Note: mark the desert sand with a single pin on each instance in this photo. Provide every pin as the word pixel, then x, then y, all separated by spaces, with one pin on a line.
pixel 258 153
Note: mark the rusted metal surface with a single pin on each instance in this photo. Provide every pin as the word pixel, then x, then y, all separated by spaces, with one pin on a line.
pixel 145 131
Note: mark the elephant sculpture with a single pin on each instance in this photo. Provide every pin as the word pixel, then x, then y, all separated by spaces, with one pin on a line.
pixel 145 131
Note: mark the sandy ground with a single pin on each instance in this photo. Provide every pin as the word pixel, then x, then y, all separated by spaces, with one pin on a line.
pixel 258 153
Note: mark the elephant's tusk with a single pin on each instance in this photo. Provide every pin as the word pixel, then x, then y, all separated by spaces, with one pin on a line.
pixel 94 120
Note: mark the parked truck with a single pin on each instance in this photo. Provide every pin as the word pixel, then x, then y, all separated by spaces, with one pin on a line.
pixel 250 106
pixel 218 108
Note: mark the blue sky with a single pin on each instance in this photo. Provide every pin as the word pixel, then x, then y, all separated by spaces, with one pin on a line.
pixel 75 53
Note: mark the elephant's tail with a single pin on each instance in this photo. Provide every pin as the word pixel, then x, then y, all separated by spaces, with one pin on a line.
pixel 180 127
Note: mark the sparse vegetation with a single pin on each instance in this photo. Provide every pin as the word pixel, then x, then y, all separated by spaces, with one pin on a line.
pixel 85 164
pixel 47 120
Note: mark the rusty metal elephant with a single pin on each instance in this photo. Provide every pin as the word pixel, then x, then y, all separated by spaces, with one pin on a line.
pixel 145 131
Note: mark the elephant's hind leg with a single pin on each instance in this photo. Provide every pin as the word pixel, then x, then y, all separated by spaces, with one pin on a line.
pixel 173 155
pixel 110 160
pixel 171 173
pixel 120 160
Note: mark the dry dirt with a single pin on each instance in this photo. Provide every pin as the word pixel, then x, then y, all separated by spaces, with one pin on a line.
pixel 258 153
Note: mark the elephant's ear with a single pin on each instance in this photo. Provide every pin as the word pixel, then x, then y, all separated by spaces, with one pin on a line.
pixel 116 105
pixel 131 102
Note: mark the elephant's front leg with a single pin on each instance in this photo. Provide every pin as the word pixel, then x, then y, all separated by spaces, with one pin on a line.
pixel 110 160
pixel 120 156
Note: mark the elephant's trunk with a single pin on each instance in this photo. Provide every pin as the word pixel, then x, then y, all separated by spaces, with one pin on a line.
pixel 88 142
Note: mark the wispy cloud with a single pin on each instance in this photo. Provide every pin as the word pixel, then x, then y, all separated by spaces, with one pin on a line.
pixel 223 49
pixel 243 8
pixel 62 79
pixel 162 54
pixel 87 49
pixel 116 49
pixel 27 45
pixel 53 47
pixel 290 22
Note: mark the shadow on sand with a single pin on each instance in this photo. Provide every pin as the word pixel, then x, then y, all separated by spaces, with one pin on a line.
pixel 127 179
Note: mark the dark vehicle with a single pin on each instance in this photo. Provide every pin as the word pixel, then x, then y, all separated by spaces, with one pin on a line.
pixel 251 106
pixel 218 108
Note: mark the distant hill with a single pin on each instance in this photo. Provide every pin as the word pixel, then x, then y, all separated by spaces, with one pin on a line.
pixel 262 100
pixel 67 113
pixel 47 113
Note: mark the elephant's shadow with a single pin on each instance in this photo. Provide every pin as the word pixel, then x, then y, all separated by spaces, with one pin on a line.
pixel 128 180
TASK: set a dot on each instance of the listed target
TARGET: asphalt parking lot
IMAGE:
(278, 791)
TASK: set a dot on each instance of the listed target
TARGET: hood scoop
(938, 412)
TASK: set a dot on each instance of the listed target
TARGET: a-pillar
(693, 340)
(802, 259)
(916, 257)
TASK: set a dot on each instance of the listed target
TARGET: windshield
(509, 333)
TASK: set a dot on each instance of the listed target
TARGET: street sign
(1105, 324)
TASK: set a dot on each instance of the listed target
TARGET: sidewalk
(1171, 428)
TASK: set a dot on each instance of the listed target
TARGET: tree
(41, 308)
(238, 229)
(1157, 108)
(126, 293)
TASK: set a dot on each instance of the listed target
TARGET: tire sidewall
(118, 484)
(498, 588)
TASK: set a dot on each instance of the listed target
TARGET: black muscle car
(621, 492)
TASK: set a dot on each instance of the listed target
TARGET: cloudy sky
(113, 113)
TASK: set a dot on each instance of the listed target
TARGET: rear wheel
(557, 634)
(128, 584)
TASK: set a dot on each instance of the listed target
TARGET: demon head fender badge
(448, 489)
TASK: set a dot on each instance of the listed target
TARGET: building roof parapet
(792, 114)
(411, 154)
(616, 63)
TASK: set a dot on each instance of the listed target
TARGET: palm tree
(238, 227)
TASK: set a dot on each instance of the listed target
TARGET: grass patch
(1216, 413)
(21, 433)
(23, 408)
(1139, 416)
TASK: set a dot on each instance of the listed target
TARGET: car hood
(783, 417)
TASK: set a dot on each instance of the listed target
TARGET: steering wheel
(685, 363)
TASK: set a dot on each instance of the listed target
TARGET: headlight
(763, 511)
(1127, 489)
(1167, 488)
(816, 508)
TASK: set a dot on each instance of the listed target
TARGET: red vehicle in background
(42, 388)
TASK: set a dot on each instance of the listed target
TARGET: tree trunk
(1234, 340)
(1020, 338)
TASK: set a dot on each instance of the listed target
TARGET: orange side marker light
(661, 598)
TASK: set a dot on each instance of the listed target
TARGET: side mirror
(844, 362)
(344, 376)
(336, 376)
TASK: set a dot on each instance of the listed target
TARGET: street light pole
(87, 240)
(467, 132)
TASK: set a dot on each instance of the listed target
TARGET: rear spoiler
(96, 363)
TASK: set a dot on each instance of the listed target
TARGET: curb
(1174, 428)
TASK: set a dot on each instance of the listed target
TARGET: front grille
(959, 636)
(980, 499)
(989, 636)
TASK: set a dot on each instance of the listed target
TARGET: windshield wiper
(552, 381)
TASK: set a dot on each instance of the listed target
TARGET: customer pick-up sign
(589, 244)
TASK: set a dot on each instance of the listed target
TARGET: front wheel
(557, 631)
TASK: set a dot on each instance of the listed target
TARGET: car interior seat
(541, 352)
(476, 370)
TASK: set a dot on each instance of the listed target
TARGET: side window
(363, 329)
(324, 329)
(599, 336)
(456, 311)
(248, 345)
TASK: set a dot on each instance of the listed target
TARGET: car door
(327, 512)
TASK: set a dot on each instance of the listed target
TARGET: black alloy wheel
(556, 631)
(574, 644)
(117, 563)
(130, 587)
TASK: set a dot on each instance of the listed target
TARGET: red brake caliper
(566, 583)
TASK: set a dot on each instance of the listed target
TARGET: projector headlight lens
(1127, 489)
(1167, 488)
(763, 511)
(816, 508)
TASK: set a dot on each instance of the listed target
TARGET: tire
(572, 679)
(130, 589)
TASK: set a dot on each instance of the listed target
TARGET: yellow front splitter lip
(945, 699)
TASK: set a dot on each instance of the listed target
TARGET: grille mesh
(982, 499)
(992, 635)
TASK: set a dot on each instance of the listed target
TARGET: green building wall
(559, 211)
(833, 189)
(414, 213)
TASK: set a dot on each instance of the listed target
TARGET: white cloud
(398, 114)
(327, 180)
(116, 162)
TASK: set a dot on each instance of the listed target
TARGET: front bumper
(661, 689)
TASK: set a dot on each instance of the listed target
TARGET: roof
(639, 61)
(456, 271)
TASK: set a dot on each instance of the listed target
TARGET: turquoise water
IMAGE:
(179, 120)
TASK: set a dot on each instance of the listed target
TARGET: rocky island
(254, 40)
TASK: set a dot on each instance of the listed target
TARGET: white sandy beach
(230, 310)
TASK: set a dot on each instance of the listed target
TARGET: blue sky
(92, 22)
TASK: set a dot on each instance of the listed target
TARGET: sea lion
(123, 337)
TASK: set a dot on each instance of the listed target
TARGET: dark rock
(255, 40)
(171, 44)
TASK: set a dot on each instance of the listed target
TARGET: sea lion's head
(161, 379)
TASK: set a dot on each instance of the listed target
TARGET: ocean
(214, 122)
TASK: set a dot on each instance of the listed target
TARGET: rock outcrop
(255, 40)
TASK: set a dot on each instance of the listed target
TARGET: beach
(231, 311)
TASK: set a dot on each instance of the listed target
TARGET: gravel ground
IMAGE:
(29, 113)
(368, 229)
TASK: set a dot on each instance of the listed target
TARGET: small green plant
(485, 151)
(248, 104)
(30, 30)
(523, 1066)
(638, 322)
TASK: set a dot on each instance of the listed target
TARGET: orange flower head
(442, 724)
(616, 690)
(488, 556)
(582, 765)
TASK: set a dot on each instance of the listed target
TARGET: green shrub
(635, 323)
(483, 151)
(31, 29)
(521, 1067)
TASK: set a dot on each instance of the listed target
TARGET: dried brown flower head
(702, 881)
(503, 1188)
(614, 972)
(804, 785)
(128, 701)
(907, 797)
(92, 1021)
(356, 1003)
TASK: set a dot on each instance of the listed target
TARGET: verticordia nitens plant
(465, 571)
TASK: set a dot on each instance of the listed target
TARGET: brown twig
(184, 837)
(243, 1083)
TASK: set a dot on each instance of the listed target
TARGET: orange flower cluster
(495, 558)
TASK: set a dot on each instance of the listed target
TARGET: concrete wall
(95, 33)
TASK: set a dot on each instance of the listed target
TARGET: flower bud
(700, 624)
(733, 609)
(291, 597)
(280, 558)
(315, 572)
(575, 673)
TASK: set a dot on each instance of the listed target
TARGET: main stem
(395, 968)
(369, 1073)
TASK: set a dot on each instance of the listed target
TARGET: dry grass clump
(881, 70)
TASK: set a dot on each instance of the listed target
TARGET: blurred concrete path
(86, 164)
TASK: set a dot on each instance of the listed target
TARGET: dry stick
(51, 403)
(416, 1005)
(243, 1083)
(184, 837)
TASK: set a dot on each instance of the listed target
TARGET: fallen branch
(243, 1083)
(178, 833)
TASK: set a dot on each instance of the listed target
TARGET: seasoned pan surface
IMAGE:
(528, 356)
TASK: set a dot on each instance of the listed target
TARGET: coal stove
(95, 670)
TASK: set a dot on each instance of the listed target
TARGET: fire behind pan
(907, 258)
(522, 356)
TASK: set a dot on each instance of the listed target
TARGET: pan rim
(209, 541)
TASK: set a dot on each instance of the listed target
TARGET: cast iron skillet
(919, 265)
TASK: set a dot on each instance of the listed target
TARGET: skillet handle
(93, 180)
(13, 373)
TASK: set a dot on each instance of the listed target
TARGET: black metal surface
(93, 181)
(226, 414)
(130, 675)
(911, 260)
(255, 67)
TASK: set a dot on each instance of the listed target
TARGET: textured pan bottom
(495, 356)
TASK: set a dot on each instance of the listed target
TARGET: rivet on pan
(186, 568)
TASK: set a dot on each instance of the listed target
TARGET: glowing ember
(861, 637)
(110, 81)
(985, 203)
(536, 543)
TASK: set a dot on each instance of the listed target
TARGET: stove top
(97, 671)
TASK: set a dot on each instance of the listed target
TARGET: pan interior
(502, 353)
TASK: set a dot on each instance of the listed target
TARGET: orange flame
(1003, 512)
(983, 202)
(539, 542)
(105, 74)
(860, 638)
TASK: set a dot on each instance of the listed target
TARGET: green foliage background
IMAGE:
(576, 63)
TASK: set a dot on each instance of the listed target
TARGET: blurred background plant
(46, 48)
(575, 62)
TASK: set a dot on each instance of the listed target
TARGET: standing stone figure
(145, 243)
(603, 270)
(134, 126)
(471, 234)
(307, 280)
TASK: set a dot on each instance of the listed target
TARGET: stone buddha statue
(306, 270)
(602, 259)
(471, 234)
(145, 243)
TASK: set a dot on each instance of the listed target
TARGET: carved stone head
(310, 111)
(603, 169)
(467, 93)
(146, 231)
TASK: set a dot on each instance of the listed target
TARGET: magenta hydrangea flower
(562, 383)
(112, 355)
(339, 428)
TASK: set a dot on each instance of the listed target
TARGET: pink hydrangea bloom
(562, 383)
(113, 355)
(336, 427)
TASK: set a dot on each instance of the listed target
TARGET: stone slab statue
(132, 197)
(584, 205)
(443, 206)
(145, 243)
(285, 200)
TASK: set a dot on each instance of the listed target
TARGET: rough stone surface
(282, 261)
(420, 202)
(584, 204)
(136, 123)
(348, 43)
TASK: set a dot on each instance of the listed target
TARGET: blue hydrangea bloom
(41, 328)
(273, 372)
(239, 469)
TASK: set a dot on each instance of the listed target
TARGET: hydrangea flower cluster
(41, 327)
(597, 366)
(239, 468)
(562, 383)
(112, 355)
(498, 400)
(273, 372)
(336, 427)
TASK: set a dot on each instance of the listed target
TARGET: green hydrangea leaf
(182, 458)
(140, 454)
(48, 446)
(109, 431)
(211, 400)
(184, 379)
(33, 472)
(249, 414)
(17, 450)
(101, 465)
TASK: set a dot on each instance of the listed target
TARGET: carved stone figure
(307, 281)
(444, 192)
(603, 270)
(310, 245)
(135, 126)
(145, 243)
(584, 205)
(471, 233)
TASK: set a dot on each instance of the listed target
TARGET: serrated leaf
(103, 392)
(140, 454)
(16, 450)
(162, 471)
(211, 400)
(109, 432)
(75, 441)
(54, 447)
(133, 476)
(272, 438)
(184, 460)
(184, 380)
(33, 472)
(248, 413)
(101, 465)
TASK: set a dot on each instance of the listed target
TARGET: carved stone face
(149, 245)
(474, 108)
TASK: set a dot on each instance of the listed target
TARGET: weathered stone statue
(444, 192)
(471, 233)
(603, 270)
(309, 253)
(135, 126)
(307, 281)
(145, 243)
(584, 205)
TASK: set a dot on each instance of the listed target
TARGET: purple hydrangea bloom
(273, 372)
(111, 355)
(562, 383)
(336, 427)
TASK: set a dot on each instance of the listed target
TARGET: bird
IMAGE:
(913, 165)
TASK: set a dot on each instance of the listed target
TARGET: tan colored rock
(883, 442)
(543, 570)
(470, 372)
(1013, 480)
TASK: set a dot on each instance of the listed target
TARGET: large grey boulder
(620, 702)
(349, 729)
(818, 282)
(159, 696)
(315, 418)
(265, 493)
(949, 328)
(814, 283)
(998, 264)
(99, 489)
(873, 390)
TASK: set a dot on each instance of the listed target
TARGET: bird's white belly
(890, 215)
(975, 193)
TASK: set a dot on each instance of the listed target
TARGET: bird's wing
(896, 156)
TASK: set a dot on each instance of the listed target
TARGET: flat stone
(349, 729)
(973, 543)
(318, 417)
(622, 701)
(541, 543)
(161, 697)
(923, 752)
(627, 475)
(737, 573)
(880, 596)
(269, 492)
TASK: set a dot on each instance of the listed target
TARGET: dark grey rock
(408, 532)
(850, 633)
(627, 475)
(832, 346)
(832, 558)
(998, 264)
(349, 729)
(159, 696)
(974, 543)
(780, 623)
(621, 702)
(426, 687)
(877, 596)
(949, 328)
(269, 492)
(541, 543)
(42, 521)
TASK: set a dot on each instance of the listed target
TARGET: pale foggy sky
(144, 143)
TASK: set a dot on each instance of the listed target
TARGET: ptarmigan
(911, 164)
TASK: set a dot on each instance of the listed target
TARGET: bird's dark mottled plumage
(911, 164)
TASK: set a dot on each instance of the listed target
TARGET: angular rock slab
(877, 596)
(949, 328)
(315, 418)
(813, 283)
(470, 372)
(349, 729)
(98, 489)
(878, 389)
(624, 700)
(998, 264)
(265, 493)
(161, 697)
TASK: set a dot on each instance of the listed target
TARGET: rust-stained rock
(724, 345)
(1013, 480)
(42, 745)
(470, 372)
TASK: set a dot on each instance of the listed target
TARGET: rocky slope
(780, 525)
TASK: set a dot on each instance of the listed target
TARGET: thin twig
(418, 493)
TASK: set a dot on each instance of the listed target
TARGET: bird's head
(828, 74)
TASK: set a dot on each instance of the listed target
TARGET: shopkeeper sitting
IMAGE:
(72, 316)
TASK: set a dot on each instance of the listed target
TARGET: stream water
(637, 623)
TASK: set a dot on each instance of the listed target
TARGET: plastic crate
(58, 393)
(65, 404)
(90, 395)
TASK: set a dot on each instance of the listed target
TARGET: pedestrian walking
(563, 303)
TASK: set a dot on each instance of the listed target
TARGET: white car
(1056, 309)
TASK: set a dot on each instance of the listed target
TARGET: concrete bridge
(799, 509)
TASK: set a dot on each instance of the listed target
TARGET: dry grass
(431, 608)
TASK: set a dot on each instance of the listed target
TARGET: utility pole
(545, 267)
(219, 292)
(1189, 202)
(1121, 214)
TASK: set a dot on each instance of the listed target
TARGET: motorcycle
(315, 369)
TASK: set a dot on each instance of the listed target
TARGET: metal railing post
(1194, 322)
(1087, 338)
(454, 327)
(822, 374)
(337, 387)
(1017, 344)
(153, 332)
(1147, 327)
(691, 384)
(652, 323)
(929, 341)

· · · · · · ·

Using the records above, please retype only the run of lines from the line holding "TARGET: shopkeeper sitting" through the last line, both ends included.

TARGET: shopkeeper sitting
IMAGE:
(72, 316)
TASK: set a dot on each instance of the listed target
TARGET: stream water
(637, 623)
TASK: set a dot on each instance of the listed target
TARGET: plastic crate
(58, 393)
(65, 404)
(90, 395)
TASK: set a dot on each instance of the listed target
TARGET: pedestrian walking
(563, 303)
TASK: set a dot on each instance of the listed target
TARGET: white car
(1056, 309)
TASK: set a dot on each instance of the listed target
TARGET: concrete bridge
(799, 509)
TASK: set a dot on each instance of the listed target
TARGET: dry grass
(431, 608)
TASK: set a dot on each instance of the listed target
TARGET: utility pole
(545, 267)
(219, 292)
(1189, 202)
(1121, 214)
TASK: set a dot on each instance of the listed target
TARGET: motorcycle
(315, 369)
TASK: set a dot on each instance of the listed target
TARGET: metal railing post
(1194, 322)
(1087, 338)
(454, 327)
(822, 374)
(337, 387)
(1017, 344)
(153, 332)
(1147, 327)
(691, 384)
(652, 323)
(929, 341)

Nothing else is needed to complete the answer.